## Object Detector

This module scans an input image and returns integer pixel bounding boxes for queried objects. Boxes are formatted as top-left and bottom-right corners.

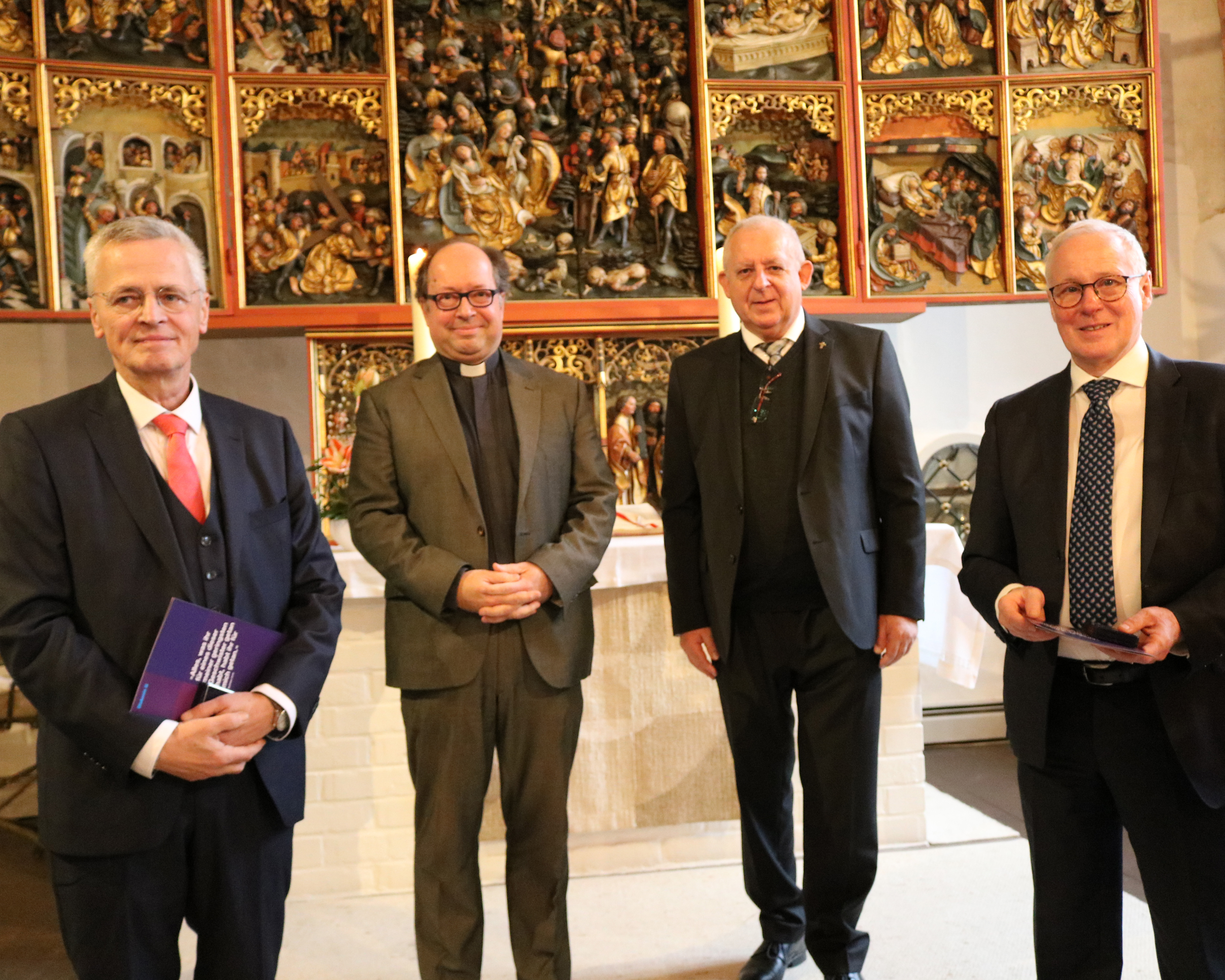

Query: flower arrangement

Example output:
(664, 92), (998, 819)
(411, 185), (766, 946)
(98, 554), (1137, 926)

(307, 435), (353, 521)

▶ _EXERCISE DETAILS_
Repeat the entry above word for word, leaving out any pictures.

▶ _RIGHT ANSWER_
## Object Detector

This module scans an input image and returns integer pixel bounding boxes for queried objects. Boxes are formatted as top-left and bottom-right corners.


Query: flower arrangement

Example output:
(664, 92), (998, 819)
(411, 185), (766, 946)
(98, 554), (1137, 926)

(307, 435), (353, 521)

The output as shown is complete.